Entries from a pointing dataset:

## BEGIN

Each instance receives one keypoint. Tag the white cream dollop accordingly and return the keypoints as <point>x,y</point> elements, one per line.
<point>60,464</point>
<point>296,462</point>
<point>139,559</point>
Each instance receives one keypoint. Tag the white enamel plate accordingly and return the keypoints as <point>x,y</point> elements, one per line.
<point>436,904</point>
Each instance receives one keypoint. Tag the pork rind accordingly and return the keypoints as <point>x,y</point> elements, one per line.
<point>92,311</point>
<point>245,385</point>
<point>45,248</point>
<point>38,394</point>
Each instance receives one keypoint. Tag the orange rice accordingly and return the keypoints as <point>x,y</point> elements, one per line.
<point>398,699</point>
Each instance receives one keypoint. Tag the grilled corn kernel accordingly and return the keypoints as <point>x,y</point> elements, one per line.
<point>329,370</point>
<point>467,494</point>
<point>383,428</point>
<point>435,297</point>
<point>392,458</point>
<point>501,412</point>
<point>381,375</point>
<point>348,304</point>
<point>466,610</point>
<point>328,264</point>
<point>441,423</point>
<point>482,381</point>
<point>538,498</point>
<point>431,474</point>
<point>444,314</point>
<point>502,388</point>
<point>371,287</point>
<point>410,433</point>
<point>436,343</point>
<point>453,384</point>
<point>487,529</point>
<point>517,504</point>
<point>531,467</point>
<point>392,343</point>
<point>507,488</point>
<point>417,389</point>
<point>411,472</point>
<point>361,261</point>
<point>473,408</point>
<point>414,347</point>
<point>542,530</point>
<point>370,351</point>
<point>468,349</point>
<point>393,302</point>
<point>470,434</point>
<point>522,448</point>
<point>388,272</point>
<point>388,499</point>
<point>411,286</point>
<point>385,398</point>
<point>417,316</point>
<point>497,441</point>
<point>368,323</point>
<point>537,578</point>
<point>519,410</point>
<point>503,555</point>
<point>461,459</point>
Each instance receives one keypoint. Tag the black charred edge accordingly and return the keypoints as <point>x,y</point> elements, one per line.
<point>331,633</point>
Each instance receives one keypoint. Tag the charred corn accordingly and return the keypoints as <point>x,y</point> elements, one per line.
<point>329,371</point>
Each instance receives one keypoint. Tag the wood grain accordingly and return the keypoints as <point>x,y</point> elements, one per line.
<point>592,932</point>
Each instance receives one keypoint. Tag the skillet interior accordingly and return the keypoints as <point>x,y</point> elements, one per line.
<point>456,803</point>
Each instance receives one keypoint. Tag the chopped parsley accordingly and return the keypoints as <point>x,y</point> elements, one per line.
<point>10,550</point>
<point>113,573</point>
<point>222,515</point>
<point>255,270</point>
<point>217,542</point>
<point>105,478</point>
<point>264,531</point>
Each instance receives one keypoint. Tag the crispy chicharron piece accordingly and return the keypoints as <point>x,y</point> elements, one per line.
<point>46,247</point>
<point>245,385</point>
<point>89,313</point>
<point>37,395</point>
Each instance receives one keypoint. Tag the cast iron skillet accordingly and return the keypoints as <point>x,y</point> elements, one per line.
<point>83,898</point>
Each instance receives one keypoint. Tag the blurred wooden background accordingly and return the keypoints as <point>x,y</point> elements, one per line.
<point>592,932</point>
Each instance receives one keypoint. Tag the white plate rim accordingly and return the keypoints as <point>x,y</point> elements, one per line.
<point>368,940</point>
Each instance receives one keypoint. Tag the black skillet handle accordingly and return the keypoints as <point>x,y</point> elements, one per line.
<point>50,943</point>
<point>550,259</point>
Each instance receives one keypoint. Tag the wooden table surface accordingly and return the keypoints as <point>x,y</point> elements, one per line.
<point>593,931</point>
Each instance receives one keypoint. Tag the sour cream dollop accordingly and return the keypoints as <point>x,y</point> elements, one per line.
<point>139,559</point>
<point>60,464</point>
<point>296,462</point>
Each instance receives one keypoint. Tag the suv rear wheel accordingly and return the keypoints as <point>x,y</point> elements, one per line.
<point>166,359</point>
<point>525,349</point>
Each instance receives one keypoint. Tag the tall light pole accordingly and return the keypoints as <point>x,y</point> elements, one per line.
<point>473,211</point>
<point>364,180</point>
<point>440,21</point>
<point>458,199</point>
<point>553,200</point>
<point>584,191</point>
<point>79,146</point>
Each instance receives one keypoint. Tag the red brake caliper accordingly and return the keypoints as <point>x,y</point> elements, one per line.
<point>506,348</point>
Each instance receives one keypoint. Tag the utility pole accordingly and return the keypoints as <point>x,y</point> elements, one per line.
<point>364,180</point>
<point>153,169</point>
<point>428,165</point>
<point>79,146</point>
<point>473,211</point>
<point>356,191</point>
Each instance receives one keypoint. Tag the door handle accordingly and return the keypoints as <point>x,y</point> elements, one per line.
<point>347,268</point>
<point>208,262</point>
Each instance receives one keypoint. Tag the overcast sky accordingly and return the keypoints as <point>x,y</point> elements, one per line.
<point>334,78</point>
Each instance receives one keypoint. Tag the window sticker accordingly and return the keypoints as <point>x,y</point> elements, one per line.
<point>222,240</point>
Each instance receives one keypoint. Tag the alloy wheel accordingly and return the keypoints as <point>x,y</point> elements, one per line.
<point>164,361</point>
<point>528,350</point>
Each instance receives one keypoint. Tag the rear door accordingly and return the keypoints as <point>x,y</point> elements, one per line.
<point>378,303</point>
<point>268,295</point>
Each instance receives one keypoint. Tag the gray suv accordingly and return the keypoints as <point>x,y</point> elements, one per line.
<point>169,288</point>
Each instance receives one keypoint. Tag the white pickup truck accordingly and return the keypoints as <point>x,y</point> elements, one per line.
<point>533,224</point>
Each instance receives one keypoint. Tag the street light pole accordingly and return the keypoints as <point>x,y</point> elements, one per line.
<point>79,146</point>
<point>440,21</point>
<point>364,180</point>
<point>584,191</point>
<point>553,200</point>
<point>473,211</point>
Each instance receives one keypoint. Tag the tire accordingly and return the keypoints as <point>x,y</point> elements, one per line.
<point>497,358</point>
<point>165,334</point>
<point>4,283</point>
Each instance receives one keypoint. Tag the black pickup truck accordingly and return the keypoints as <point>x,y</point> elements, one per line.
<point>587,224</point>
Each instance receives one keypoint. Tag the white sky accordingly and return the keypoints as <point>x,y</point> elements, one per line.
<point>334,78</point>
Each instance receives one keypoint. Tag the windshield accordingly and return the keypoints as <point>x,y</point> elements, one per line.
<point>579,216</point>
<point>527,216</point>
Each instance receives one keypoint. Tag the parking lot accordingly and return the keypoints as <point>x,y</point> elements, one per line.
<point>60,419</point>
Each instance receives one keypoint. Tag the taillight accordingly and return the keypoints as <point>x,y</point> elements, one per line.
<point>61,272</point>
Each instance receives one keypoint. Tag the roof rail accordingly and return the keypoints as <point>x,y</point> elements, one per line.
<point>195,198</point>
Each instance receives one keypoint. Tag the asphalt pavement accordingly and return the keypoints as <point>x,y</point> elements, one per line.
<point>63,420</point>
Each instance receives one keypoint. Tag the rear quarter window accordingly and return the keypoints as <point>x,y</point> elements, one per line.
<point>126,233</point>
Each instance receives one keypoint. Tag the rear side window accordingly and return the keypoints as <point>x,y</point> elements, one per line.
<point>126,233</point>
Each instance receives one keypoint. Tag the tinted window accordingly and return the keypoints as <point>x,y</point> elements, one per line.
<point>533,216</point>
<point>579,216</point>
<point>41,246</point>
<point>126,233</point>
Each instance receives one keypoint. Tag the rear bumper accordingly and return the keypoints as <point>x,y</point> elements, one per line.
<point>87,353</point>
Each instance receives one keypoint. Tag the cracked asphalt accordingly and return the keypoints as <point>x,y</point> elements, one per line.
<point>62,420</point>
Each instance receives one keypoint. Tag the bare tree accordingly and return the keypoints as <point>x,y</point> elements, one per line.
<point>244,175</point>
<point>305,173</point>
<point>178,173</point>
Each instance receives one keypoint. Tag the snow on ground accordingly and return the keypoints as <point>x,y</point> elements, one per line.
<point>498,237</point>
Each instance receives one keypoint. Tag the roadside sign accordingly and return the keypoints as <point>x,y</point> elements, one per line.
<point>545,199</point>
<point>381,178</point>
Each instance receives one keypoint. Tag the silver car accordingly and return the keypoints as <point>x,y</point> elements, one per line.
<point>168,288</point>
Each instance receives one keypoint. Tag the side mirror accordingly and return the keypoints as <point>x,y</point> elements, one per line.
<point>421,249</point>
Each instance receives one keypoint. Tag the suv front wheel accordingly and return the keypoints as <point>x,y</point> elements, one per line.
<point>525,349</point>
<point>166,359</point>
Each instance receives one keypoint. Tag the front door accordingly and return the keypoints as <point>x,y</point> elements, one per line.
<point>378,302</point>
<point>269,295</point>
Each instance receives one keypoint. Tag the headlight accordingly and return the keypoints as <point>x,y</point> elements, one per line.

## END

■ **JOB**: Find the line containing "Each instance receives one keypoint. Tag the suv front". Reproduce it exactly, along with every line after it through the last.

■ **RESPONSE TO THE EXERCISE**:
Each instance receives one keypoint. Tag the suv front wheel accordingly and return the keypoints as <point>x,y</point> elements, one per line.
<point>525,349</point>
<point>166,359</point>
Each instance receives one keypoint. Tag the front door accordingly and return the keypoints as <point>x,y</point> elements, one per line.
<point>378,302</point>
<point>269,295</point>
Each instance receives one keypoint. Tag the headlight accordingly and return the keypoints as <point>x,y</point> elements, one per line.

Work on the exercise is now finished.